#### [Seçilen Bölüm]

·····

İnternette Küçük Balık Olmak

İnternette dükkan açmak, e-ticaretin önlenemez yükselişiyle beraber her zamankinden daha çekici. Gerçek dükkanın binde biri fiyatına açılabilen online dükkanlar, ürün sayısını veya satış yapılacak bölgeleri sınırlamadan işletme maliyetlerini aşağı çekmeyi mümkün kılıyor.
Gelgelelim internette artık eskisinden çok daha büyük bir rekabet var. E-ticaret devleri müşteri hizmetinde çıtayı yukarı çektikçe küçük ve orta ölçekli e-ticaret girişimleri için kafayı suyun üstünde tutmak daha da zorlaştı.
Acı ama gerçek, Amazon gibi bir dev, bir KOBİ’nin alanına girdiği anda o KOBİ’nin batması neredeyse kaçınılmaz. Kolayca yutulan küçük balık olmamak için markanızın değerli ve güvenilir olarak algılanması çok önemli.
İşte küçük ve orta ölçekli e-dükkanları bekleyen belli başlı risk alanları ve kaçınmanın yolları:
Tutarlı ve Kişiye Özel Müşteri Hizmeti
Eğer küçük işletmenin, hem sanal hem de gerçek dükkanı varsa, aralarındaki sınırları yok etmesi en iyisi. Müşteriler her ikisinden de aynı tutarlı hizmeti ve ürün gamını talep ediyor çünkü. Sanal dükkanın düzenli ve güncel olması beklenirken, gerçek dükkanda kişiye özel hizmet önemseniyor. Gerçekten de çıta iyice yukarı çekildi artık.
Müşteri deneyiminin iki tarafta da aynı kalitede olması titiz bir çalışma gerektiriyor: Ürünlerin ismi, stok durumu ve fiyat bilgisi her iki tarafta da aynı olmalı. Bir yerde indirimli olan ürün diğer tarafta da aynı indirimle satılmalı. Kullanıcıya internetten satın alıp dükkanda teslim alma seçeneği sunulmalı. Özellikle bayram, yılbaşı gibi yoğun dönemler için internette araştırıp gerçek mağazadan satın alan müşteri tipi göz önünde bulundurulmalı.
Bununla da bitmiyor: Online dükkanın sadece bilgisayardan değil, cep telefonu ve tabletlerden girenler için de tıkır tıkır çalışması gerek. Devir her şeyi hemen isteyen müşterilerin devri. Özellikle genç tüketicilerin her şeyi kafalarını cep telefonlarından kaldırmadan yaptıklarını biliyoruz: Instagram, Facebook, online araştırma ve satın alma, hepsi cepten.

·····

#### [Sorular ve Görevler]
(a) E-ticaret yazısına göre aşağıdaki soruları cevaplayın:
(i) Online dükkanlar, gerçek dükkanın kaçta biri fiyatına açılabiliyor?
(ii) Sanal dükkanın nasıl olması bekleniyor?
(iii) Genç tüketiciler her şeyi nasıl yapıyor?
(b) E-ticaret yazısındaki "Devir her şeyi hemen isteyen müşterilerin devri." cümlesini lütfen İngilizceye çevirin.
(c) E-ticaret yazısından "İşte küçük ve" sözlerinden "yukarı çekildi artık." sözlerine kadar uzanan kısmı değiştirmeden alıntılayın.

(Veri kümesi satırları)
·····

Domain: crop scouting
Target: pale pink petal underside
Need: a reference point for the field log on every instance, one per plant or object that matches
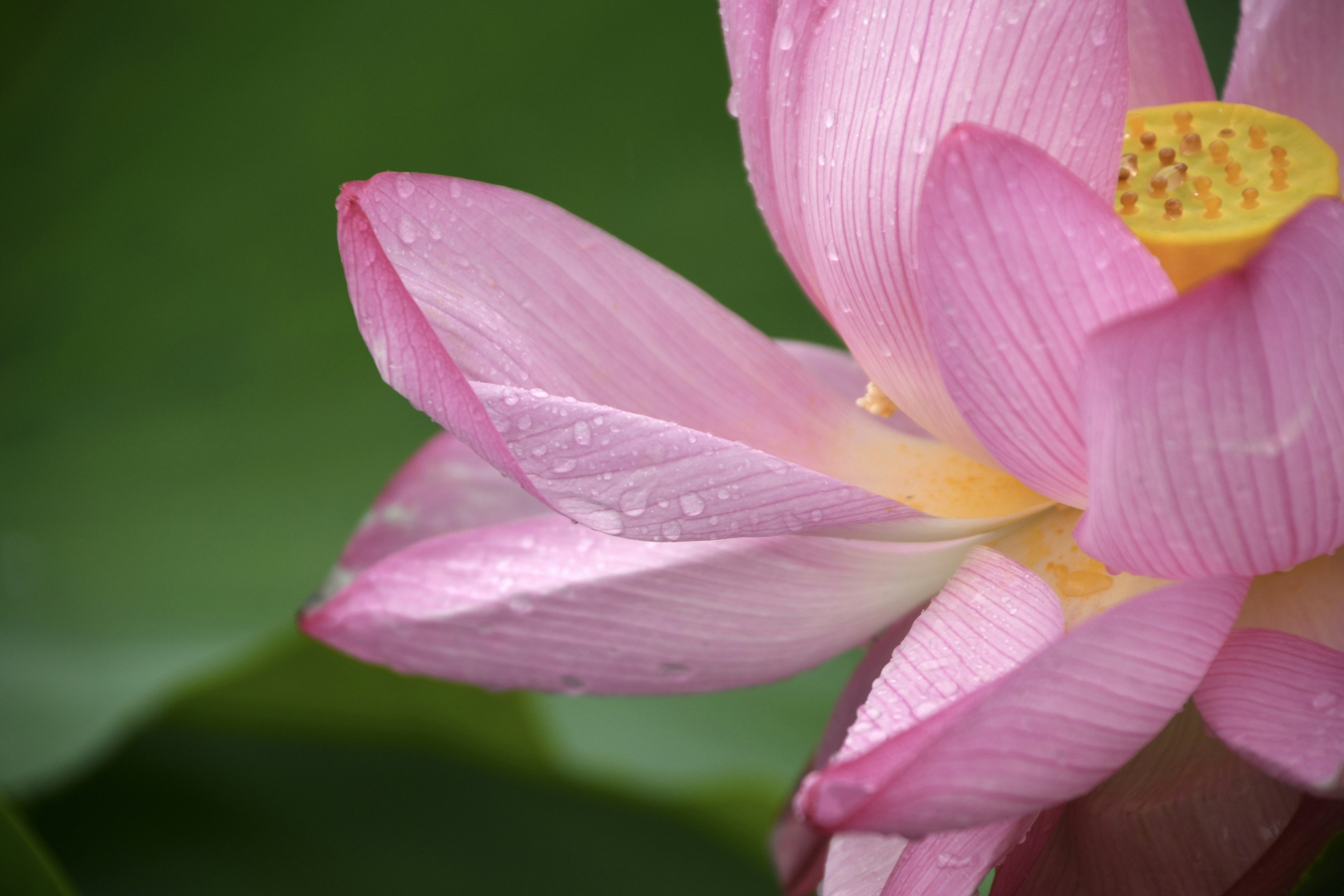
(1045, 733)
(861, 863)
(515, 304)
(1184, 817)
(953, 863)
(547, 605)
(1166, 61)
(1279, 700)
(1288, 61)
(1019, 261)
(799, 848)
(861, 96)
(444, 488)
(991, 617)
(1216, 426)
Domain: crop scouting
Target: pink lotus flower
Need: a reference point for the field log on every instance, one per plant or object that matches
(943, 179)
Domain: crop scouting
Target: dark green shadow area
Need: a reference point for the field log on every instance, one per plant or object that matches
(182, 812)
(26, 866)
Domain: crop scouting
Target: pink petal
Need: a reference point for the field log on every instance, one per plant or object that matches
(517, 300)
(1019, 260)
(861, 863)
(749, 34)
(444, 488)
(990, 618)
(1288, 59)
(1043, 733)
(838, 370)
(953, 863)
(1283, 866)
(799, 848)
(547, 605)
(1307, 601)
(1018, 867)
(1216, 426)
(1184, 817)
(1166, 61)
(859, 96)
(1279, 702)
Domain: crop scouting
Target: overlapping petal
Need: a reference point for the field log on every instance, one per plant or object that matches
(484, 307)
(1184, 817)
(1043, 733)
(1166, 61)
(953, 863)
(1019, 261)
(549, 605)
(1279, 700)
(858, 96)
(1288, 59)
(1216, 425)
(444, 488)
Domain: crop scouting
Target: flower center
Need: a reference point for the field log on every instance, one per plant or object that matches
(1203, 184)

·····

#### [Cevaplar Aşağıda]
(a)
(i) Binde biri fiyatına.
(ii) Düzenli ve güncel olması bekleniyor.
(iii) Kafalarını cep telefonlarından kaldırmadan yapıyorlar.

(b) This is the era of customers who want everything right away.

(c)
İşte küçük ve orta ölçekli e-dükkanları bekleyen belli başlı risk alanları ve kaçınmanın yolları:
Tutarlı ve Kişiye Özel Müşteri Hizmeti
Eğer küçük işletmenin, hem sanal hem de gerçek dükkanı varsa, aralarındaki sınırları yok etmesi en iyisi. Müşteriler her ikisinden de aynı tutarlı hizmeti ve ürün gamını talep ediyor çünkü. Sanal dükkanın düzenli ve güncel olması beklenirken, gerçek dükkanda kişiye özel hizmet önemseniyor. Gerçekten de çıta iyice yukarı çekildi artık.